#### Excerpted passage

WASHINGTON– As tax day nears, U.S. Senator Kirsten Gillibrand (D, NY) announced that the Internal Revenue Service (IRS) has updated and clarified the guidelines to ensure that it’s clear that those that have fallen ill due to their work after 9/11 are still entitled to the tax benefits provided by the Victims of Terrorism Tax Relief  law. This action comes after Senator Gillibrand, last month, urged the federal agency to clarify its confusing and outdated publications that were mostly written in 2002 and do not make clear that the law still applies. 

Under current law, disability payments related to 9/11-related injuries and health problems are non-taxable.  Many 9/11 first responders and survivors, however, struggle to get their insurance carriers to comply with the law, or are unaware that these benefits are tax-exempt due to vague tax publications. Gillibrand also noted that the law clearly explains that the estates of those who die from 9/11 injuries are entitled to an income tax refund of $10,000.

Last month, Senator Gillibrand pressed the IRS to update its Publication 3920: Tax Relief for Victims of Terrorist Attacks publication and include clear examples of present-day situations faced by the injured, sick and dying 9/11 responders and survivors to ensure that they know to claim and receive the tax benefits they deserve.   

“Our 9/11 heroes who answered the call of duty deserve clear, unequivocal guidelines on the tax relief that they are entitled to,” said Senator Gillibrand. “Sadly, thousands of our injured and sick heroes and the families of the dying face unnecessary obstacles because of a bureaucratic blunder or are unaware of their right to a tax refund. The IRS is taking the right steps to update and clarify its publications and I will continue to fight for our responders to ensure they get back the tax benefits they are owed.”

########
#### Data

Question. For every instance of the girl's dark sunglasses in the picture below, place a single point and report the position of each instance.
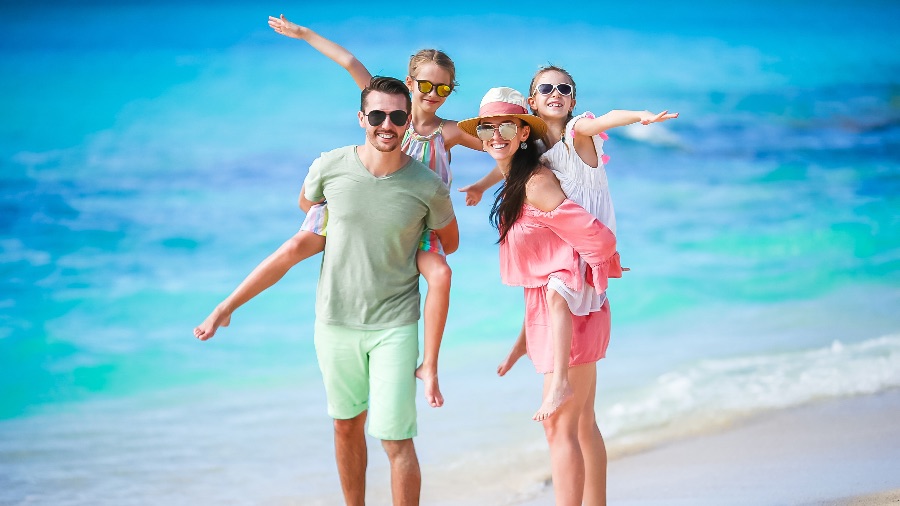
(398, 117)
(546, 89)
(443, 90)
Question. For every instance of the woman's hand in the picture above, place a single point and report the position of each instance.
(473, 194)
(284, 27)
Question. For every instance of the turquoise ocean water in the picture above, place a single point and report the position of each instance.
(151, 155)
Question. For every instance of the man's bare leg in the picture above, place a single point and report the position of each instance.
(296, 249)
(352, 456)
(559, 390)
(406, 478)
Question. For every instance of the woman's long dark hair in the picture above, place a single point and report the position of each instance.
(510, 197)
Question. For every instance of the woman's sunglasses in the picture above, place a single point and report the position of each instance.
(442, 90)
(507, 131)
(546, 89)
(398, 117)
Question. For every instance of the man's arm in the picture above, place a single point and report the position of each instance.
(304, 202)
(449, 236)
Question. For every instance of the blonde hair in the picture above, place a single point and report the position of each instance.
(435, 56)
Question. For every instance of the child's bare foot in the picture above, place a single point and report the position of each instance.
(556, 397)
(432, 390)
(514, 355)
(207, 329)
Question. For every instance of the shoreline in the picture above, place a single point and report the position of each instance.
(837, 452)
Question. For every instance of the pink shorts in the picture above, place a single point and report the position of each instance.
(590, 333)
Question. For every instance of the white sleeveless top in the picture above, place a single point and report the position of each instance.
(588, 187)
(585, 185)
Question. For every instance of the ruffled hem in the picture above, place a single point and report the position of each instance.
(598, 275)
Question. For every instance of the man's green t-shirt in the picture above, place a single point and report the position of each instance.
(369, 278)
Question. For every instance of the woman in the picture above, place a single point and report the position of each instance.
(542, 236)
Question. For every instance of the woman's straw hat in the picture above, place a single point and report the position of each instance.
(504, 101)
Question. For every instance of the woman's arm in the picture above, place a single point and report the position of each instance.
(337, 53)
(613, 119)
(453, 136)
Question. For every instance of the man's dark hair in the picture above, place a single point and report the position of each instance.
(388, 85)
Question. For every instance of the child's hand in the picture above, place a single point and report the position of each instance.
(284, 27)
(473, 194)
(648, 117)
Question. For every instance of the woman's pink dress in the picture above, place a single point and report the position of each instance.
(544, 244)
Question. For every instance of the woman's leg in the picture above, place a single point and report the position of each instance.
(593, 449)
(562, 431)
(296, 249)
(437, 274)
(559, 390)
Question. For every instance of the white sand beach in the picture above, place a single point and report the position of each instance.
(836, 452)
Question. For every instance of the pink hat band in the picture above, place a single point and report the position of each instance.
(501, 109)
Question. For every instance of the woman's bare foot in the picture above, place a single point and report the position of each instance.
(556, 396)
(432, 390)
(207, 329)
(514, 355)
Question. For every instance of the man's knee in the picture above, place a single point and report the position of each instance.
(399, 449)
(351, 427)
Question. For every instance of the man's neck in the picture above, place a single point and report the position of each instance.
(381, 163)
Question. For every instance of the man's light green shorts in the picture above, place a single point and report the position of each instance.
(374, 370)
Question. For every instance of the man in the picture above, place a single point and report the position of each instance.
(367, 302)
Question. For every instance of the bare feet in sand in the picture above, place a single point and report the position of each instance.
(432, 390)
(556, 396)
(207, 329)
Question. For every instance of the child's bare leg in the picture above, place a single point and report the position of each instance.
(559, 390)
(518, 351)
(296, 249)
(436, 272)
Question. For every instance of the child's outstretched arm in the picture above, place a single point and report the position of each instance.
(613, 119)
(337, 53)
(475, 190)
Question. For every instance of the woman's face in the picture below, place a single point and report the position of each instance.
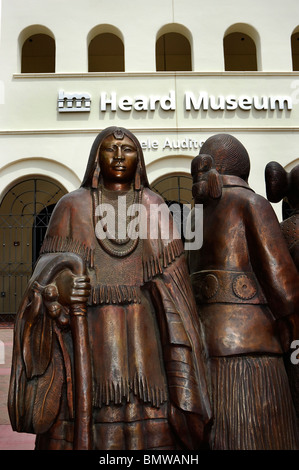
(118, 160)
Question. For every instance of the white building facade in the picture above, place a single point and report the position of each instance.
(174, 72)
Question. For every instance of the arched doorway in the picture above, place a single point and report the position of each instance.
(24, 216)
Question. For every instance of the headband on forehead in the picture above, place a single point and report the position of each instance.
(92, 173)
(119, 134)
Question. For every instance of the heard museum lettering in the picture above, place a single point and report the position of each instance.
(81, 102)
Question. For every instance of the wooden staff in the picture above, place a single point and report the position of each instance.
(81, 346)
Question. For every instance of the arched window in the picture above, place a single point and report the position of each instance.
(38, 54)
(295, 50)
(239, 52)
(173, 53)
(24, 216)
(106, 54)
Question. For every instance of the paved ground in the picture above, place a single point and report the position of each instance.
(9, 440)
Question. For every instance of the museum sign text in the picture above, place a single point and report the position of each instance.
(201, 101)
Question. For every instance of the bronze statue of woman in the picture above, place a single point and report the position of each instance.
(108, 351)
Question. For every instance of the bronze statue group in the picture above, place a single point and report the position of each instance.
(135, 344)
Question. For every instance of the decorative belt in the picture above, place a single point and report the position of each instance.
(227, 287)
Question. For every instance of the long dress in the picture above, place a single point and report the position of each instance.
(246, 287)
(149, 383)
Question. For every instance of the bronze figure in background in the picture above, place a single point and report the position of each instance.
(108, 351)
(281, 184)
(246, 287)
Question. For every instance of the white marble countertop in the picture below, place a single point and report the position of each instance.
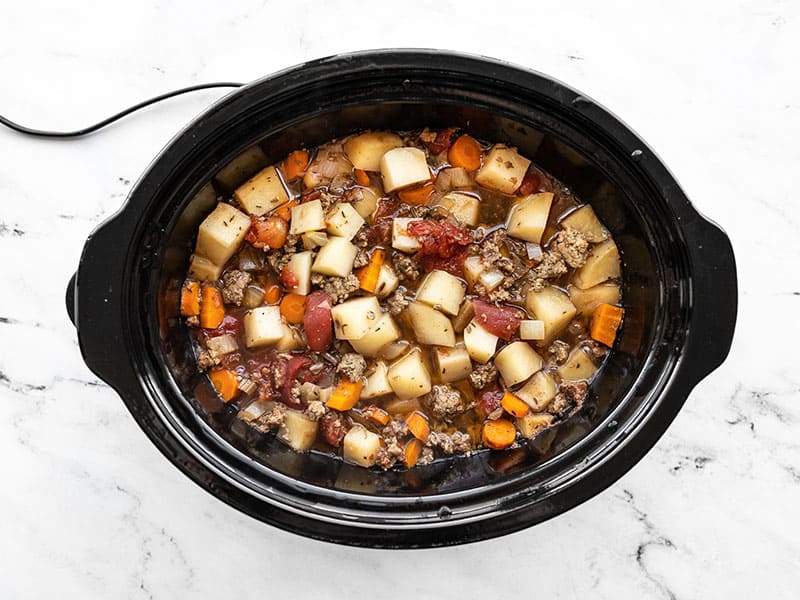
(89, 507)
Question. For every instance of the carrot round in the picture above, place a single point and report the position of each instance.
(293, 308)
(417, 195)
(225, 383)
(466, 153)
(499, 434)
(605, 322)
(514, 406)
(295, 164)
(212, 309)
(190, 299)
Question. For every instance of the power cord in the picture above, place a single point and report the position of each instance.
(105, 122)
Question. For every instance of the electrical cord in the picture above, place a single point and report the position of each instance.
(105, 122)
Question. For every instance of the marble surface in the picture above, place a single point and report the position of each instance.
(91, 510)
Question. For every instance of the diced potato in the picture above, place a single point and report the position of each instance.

########

- _Objective_
Extend the press release on the IRS clarifying 9/11 tax relief guidelines, starting after its last sentence. The material is not needed for anything here.

- _Exercise output_
Under the current Victims of Terrorism Tax Relief  law, if an individual receives disability or other benefits as a result of their illness or injury linked to a terrorist attack, including September 11th, those benefits are non-taxable.  In addition, if an individual dies as a result of a terrorist act, his or her family is entitled to at least a $10,000 refund.  The IRS Publication 3920: Tax Relief for Victims of Terrorist Attacks, however, did not adequately explain that disability payments for 9/11-related injuries are also exempt from taxes since the rules were published in 2002. The document also did not make clear that the families of those that have died from 9/11-related illnesses or injuries are entitled to an income tax refund of at least $10,000.

As a result, many employers, as well as the victims of terrorism themselves, were not aware of this law and 9/11 responders and survivors ended up being taxed on their disability payments.  Senator Gillibrand pushed the IRS to update its publications to employers and urged the agency to update their eligibility guidelines for individuals and employers since many are eligible to apply for retroactive tax refunds, making clear that those still suffering from injury, or the family of those who have died since 2002 would still be eligible for this tax benefit. The IRS has added a clarifying cover letter to its Publication 3920 in the interim while they work on updating the publications for the next tax year.